What the task requires.
Your answer should hold exactly the lines from the one containing "Target: shoulder of player" through the end of the material, and no others.

Dataset entries.

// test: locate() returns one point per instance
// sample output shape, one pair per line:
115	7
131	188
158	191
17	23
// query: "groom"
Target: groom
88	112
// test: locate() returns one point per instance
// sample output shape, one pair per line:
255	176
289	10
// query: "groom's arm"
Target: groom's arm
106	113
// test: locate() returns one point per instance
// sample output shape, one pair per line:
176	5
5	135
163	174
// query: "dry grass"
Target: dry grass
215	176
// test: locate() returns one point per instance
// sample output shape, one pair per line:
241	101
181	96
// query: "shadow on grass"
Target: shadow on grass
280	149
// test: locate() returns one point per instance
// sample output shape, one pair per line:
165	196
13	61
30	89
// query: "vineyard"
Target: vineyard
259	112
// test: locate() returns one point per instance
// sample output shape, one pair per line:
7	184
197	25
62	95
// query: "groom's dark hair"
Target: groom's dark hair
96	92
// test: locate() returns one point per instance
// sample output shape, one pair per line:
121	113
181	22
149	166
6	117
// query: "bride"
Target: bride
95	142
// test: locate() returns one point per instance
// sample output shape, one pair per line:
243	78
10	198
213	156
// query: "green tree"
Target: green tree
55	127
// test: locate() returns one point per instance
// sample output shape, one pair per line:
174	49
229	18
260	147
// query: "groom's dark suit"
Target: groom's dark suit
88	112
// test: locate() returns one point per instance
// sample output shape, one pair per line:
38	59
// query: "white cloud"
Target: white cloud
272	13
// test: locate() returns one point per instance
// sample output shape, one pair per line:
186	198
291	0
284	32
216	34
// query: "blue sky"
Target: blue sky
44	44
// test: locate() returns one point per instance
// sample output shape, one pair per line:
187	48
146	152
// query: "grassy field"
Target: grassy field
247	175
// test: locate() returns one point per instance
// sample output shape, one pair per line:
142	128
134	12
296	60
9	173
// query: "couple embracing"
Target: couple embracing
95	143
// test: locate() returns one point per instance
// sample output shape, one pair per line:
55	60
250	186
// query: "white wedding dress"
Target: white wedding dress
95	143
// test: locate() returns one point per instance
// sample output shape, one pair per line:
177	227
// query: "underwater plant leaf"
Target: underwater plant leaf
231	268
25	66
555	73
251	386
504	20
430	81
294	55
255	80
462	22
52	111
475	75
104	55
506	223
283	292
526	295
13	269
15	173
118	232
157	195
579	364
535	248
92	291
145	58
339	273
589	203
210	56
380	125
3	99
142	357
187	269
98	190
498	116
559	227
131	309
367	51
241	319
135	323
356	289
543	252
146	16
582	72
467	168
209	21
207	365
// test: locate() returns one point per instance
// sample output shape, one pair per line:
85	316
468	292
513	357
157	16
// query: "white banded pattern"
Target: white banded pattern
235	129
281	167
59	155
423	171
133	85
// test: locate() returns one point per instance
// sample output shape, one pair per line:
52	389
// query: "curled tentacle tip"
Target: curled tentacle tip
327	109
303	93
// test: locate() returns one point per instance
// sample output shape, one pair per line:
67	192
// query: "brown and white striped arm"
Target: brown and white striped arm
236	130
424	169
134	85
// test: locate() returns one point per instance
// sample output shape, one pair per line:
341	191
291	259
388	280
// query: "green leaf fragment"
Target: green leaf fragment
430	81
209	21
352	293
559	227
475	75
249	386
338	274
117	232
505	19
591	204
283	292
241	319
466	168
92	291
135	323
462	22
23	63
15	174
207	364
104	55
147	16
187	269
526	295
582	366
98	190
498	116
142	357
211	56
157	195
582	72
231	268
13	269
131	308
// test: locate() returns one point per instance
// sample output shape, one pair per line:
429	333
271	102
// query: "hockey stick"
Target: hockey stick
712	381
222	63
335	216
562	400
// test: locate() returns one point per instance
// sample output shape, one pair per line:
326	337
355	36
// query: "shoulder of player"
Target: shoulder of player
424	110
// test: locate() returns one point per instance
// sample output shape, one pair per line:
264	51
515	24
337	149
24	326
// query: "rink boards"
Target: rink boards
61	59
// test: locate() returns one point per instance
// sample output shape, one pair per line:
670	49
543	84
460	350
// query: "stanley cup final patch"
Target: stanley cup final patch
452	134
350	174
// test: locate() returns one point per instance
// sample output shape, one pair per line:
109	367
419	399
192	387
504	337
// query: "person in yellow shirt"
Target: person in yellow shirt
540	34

Solution for this problem.
Target: shoulder of player
424	110
// test: locate() returns one point per instance
// sample output shape, one pair per line:
264	51
515	24
337	149
24	326
// query: "rink boards"
Target: rink boards
61	59
// test: locate() returns one point per instance
// sample output shape, one pair per line:
670	49
543	84
460	350
// query: "stanley cup final patch"
Target: stanley cup final patch
452	134
350	174
// test: locate() returns one point per instance
// sample output shape, one pair per line:
109	367
419	399
192	387
504	337
// query: "person in yellow shirt"
Target: person in yellow shirt
540	34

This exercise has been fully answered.